● Source text
.....
On 12 October 2020, Portuguese Member of the European Parliament João Ferreira of The Left group in the European Parliament – GUE/NGL posed a written parliamentary question to the European Commission:
“In its answer to question E-004137/2020 on the ‘Unequal, discriminatory treatment of TAP in respect of other airlines’, the Commission claims that ‘TAP qualified as an undertaking in difficulty at the end of 2019 and was, therefore, not eligible for aid under the Temporary Framework’. Yet TAP, like other companies, has suffered – and continues to suffer – specific, concrete, established and calculable losses that can be undeniably traced back to the pandemic and no other cause. Therefore, if TAP does find itself denied access to aid under the temporary framework, this will place the airline at an obvious disadvantage with respect to its competitors. In other words, in imposing this discriminatory treatment, the Commission itself would be unacceptably distorting competition against TAP.
In its answer, the Commission says nothing about whether it has attempted to impose job losses on TAP through its restructuring plan.
.....
● Data for review

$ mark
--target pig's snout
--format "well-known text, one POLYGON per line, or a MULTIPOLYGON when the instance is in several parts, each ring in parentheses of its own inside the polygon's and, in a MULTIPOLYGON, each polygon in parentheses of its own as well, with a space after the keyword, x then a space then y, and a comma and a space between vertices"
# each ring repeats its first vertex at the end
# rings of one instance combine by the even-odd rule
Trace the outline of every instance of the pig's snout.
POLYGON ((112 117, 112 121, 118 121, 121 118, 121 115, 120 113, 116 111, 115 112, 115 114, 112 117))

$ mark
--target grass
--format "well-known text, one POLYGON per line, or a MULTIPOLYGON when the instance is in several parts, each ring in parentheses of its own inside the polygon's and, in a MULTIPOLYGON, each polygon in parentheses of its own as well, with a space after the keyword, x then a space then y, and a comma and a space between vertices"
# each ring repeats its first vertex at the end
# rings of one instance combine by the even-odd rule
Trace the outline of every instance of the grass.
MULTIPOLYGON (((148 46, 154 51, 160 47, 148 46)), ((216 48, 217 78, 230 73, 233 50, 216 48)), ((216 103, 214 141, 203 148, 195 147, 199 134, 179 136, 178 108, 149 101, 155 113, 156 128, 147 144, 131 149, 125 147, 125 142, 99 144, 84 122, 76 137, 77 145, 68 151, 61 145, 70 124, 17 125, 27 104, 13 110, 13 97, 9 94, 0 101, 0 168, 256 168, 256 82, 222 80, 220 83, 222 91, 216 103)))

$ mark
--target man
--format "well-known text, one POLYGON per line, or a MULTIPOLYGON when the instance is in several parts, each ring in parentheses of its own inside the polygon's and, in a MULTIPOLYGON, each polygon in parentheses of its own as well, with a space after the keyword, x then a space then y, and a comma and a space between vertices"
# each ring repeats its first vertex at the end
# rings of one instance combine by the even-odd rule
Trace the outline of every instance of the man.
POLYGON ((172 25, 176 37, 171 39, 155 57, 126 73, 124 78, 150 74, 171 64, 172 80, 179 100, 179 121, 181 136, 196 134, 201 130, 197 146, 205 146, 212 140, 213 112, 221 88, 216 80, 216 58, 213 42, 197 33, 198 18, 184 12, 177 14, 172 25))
.....
● Directions for this task
Resume the text on the parliamentary question about state aid to TAP, writing on from its last sentence. The material plays no part here and can be set aside.

● Written answer
I would like to ask the Commission the following:
1. Is it willing to reconsider its decision concerning TAP’s (complete or partial) ineligibility for state aid under the temporary framework, in order to avoid discriminating against the company and distorting competition with respect to other airlines which stand to benefit?
2. Whatever its assessment of the restructuring plan, can it confirm that this does not necessarily need to involve job losses?”
On 20 January 2021, Executive Vice-President Vestager responded on behalf of the European Commission stating: “on 9 June 2020, the Commission approved EUR 1.2 billion rescue aid in favour of TAP SGPS, under the relevant EU State aid rules. The measure provided TAP with the necessary resources to address its immediate liquidity needs, without unduly distorting competition in the Single Market.
The main purpose of the state aid Temporary Framework adopted on 19 March 2020, as amended, is to provide targeted support to otherwise viable companies that have entered into financial difficulty as a result of the coronavirus outbreak.
Therefore, companies that were already in difficulty before 31 December 2019 (except small and micro companies that face specific challenges) are not eligible for aid under the Temporary Framework, but may benefit from aid under existing state aid rules, in particular the Rescue and Restructuring Guidelines. These Guidelines set clear conditions according to which such companies must define sound restructuring plans that will allow them to achieve long-term viability.
It is for the Member State to draw up and notify to the Commission a restructuring plan putting the beneficiary back to sound financial and operational conditions, supported also with a fair contribution of the beneficiary or investors to covering the restructuring costs, the nature of which vary from one case to another.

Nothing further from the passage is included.